**The records**
══════════════════════════════

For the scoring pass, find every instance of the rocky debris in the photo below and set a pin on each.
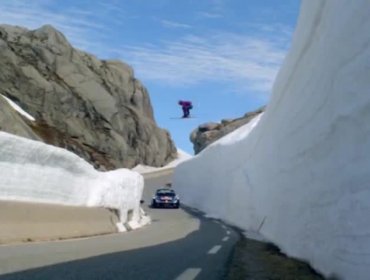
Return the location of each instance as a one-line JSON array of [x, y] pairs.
[[208, 133], [95, 108]]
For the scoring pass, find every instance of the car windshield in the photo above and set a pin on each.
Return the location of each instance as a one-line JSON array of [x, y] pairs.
[[166, 194]]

══════════════════════════════

**Objective**
Put the rows above into a two-column CSV with the headers text and answer. Give one line per row, with each row's text and its answer each in a single quoted field, line breaks replaced by spaces and the pictures left out.

**Solution to the problem**
text,answer
"For the scoring pass, find every instance of the rocky debris in the photo below and set a pin on each. Return the location of each instance as a one-line JSON array of [x, y] pairs.","[[208, 133], [95, 108]]"
"For the scoring pass, find every instance of the car windshield in the photo above and set a pin on each. Return the location of each instance as a one-line JSON array of [x, y] pairs.","[[166, 194]]"